- _Records provided_

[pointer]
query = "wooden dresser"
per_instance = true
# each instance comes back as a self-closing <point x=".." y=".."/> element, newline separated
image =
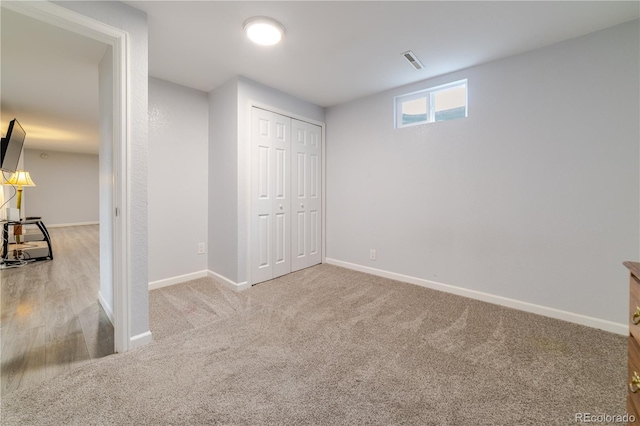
<point x="633" y="391"/>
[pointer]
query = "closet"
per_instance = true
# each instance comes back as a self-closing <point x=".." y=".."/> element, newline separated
<point x="286" y="195"/>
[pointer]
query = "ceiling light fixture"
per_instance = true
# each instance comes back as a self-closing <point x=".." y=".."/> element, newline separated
<point x="263" y="30"/>
<point x="413" y="60"/>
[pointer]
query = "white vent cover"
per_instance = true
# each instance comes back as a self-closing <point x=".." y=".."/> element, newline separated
<point x="413" y="60"/>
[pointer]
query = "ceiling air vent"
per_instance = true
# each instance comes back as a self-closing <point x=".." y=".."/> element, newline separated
<point x="413" y="60"/>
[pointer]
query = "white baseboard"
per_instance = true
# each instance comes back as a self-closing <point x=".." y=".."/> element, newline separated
<point x="546" y="311"/>
<point x="176" y="280"/>
<point x="63" y="225"/>
<point x="140" y="340"/>
<point x="229" y="283"/>
<point x="105" y="306"/>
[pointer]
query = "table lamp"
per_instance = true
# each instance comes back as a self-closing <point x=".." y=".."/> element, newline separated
<point x="20" y="179"/>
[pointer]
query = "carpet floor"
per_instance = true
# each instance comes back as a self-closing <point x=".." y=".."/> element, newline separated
<point x="330" y="346"/>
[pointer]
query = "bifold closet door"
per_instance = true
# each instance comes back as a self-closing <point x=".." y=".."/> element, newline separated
<point x="306" y="178"/>
<point x="270" y="187"/>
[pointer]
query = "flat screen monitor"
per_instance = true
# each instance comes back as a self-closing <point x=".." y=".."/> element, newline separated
<point x="12" y="146"/>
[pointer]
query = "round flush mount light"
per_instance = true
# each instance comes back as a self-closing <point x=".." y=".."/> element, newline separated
<point x="263" y="30"/>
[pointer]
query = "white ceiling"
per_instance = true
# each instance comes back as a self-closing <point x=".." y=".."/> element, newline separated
<point x="337" y="51"/>
<point x="332" y="52"/>
<point x="50" y="84"/>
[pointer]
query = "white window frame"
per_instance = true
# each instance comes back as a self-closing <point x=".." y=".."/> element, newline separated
<point x="428" y="94"/>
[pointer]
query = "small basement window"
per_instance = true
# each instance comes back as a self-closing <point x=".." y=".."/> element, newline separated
<point x="440" y="103"/>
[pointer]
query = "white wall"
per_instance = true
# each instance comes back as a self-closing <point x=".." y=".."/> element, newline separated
<point x="248" y="91"/>
<point x="223" y="180"/>
<point x="178" y="157"/>
<point x="134" y="22"/>
<point x="533" y="197"/>
<point x="66" y="190"/>
<point x="105" y="173"/>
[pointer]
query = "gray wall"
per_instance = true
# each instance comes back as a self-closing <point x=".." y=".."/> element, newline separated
<point x="66" y="190"/>
<point x="134" y="22"/>
<point x="223" y="180"/>
<point x="533" y="197"/>
<point x="178" y="150"/>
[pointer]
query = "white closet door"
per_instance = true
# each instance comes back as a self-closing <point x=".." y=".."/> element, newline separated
<point x="271" y="202"/>
<point x="306" y="178"/>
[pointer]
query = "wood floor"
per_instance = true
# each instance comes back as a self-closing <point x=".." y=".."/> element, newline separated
<point x="51" y="320"/>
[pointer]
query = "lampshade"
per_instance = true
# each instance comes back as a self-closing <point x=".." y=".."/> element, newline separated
<point x="20" y="178"/>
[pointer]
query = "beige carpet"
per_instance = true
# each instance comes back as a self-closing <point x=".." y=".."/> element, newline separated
<point x="331" y="346"/>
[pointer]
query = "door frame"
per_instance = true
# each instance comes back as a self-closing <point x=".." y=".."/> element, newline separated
<point x="72" y="21"/>
<point x="249" y="177"/>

- _Brief_
Make an exact copy of all the material, but keep the pictures out of it.

- _Exercise response_
[pointer]
query = "wooden dresser"
per_instance = true
# each instance comes back as a self-closing <point x=".." y=".."/> element, newline separated
image =
<point x="633" y="391"/>
[pointer]
query = "closet"
per_instance = true
# each instance comes back as a self-closing <point x=".." y=".."/> element, newline separated
<point x="286" y="195"/>
[pointer]
query = "ceiling light fixture"
per_instance = true
# each instance comes back as a self-closing <point x=".." y=".."/> element, newline separated
<point x="263" y="30"/>
<point x="413" y="60"/>
[pointer]
query = "white vent cover"
per_instance = true
# each instance comes back as a self-closing <point x=".." y=".."/> element, newline separated
<point x="413" y="60"/>
[pointer]
query = "ceiling air vent"
per_instance = true
# each instance comes back as a self-closing <point x=".." y=".."/> element, newline separated
<point x="413" y="60"/>
[pointer]
query = "white baseboard"
per_instance = true
# each instance comes back as a self-closing <point x=".." y=".."/> element, newline separated
<point x="546" y="311"/>
<point x="176" y="280"/>
<point x="63" y="225"/>
<point x="140" y="340"/>
<point x="229" y="283"/>
<point x="105" y="306"/>
[pointer]
query = "table lamp"
per_instance = true
# each instance comes back as a self-closing <point x=".." y=".."/> element, newline separated
<point x="20" y="179"/>
[pointer]
query = "carpet floor"
per_instance = true
# each instance comes back as a self-closing <point x=".." y=".."/> element, newline separated
<point x="330" y="346"/>
[pointer]
query = "bifold closet door"
per_instance = true
# each instance comes back as a self-closing <point x=".." y=".."/> element, newline separated
<point x="306" y="178"/>
<point x="270" y="187"/>
[pointer]
query = "flat screen monitor"
per_instance = true
# each instance comes back as a self-closing <point x=".." y=".."/> element, newline separated
<point x="12" y="146"/>
[pointer]
query = "round flush mount light"
per_instance = true
# each instance comes back as a self-closing <point x=".." y=".."/> element, newline separated
<point x="263" y="30"/>
[pointer]
query = "white ceiling"
per_instance = true
# each instance comes back as a self-closing <point x=".." y=".."/> element, newline separated
<point x="337" y="51"/>
<point x="332" y="52"/>
<point x="50" y="84"/>
[pointer]
query = "white window frame"
per_instance = true
# each instance comes back as a self-closing <point x=".." y=".."/> element, newline separated
<point x="428" y="94"/>
[pointer]
query = "small basement window"
per_instance = true
# each instance comes back as a self-closing <point x=".." y=".."/> element, newline separated
<point x="440" y="103"/>
[pointer]
query = "white wall"
per_instance = true
# each instance comes back as a self-closing <point x=".." y=".."/> element, newline separated
<point x="248" y="91"/>
<point x="223" y="180"/>
<point x="178" y="157"/>
<point x="134" y="22"/>
<point x="533" y="197"/>
<point x="66" y="190"/>
<point x="105" y="173"/>
[pointer]
query = "gray wall"
per_instance = true
# each instance comes back as a self-closing <point x=".." y=".."/> element, newline separated
<point x="66" y="190"/>
<point x="134" y="22"/>
<point x="223" y="180"/>
<point x="533" y="197"/>
<point x="178" y="150"/>
[pointer]
query = "white closet door"
per_instance = true
# each instance comes back as a self-closing <point x=".." y=".."/> element, newline separated
<point x="271" y="202"/>
<point x="306" y="178"/>
[pointer]
query = "wood floor"
per_instance = true
# each instance comes back as a self-closing <point x=".." y=".."/> element, newline separated
<point x="51" y="320"/>
[pointer]
query = "lampshade"
per_instance = true
# each instance comes back as a self-closing <point x=".." y=".."/> element, newline separated
<point x="20" y="178"/>
[pointer]
query = "beige carpet"
per_instance = true
# each instance comes back as a self-closing <point x=".." y=".."/> element, newline separated
<point x="331" y="346"/>
[pointer]
query = "door frame"
per_instance = true
# each instance comes back as a self-closing <point x=".." y=".."/> element, newline separated
<point x="72" y="21"/>
<point x="249" y="177"/>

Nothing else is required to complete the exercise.